• [LISTED ENTRIES]
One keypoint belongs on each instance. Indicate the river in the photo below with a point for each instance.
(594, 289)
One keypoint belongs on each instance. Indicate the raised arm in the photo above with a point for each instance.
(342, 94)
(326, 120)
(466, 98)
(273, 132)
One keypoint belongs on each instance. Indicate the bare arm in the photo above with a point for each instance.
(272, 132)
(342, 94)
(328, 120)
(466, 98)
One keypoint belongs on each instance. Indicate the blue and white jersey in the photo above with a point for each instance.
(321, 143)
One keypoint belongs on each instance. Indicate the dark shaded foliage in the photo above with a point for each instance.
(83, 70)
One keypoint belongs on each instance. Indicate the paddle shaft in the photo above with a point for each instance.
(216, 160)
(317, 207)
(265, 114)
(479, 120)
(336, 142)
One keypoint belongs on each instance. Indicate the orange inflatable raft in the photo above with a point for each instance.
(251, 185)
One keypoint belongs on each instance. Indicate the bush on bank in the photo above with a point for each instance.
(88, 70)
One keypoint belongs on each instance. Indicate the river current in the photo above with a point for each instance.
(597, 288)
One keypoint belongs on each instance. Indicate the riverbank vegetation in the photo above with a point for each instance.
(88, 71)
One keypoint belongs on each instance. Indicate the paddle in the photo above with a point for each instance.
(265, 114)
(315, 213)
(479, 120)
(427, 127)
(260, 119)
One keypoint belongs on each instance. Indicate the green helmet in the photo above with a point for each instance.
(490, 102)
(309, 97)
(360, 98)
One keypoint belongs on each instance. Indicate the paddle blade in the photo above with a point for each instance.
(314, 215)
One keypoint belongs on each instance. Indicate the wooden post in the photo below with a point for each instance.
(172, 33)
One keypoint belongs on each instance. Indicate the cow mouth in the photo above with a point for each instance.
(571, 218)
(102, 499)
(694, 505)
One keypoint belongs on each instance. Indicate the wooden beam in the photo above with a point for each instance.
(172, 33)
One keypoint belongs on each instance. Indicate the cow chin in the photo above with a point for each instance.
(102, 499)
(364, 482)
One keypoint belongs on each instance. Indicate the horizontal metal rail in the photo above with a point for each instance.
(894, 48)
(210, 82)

• [THE PROBLEM]
Repeat all the entries word for word.

• [SOLUTION TO THE EXERCISE]
One keypoint belongs on each instance. Indicate the river in the photo below with a point for each instance.
(594, 289)
One keypoint belongs on each instance. Indicate the raised arm in the photo above with a point for each instance.
(342, 94)
(326, 120)
(466, 98)
(273, 132)
One keypoint belongs on each instance. Indicate the bare arm in the photo above with a point for each instance.
(272, 132)
(342, 94)
(328, 120)
(466, 98)
One keypoint belongs on each instance. Indicate the blue and white jersey in the photo above with a point for each instance.
(321, 143)
One keypoint belongs on each instance. Indicate the dark shaded foliage in the photo above with a point for each instance.
(83, 70)
One keypoint belongs on each instance. Indicate the paddle shaft in the photo above with a point for each instance.
(216, 160)
(317, 207)
(265, 114)
(479, 120)
(336, 142)
One keypoint belongs on each instance. Indicate the orange inflatable raft in the photo above with a point for each instance.
(251, 185)
One keypoint belongs on each instance. Indicate the bush on bank in the photo above with a point for each instance.
(88, 70)
One keypoint belongs on each instance. Indicate the river current in the photo above with a point for each instance.
(597, 288)
One keypoint belongs on each instance. Indicate the riverbank vegetation in the photo above with a point for each instance.
(88, 71)
One keypoint belongs on each instance. Indicate the paddle in the photo above with a point for each instance.
(265, 114)
(315, 213)
(479, 120)
(427, 127)
(260, 119)
One keypoint belongs on each instance. Indicate the green helmet in the photo above with a point for each instance.
(490, 102)
(309, 97)
(360, 98)
One keypoint belongs on each instance. Indicate the paddle blade in the photo above with a point for each instance.
(314, 215)
One keypoint belongs on each instance. Indicate the wooden post in the photo below with a point for each instance.
(172, 33)
One keypoint belongs on each instance. Indicate the cow mouth in the photo above with a point for each instance.
(571, 218)
(102, 499)
(694, 505)
One keypoint belongs on each instance. Indicate the wooden beam in the photo above with a point for each instance.
(172, 33)
One keypoint belongs on each instance. Indicate the cow chin in the photo above with a point for each instance.
(102, 499)
(364, 482)
One keypoint belongs on each instance. Indicate the horizontal metal rail in the photo above with a point for each instance.
(894, 48)
(210, 82)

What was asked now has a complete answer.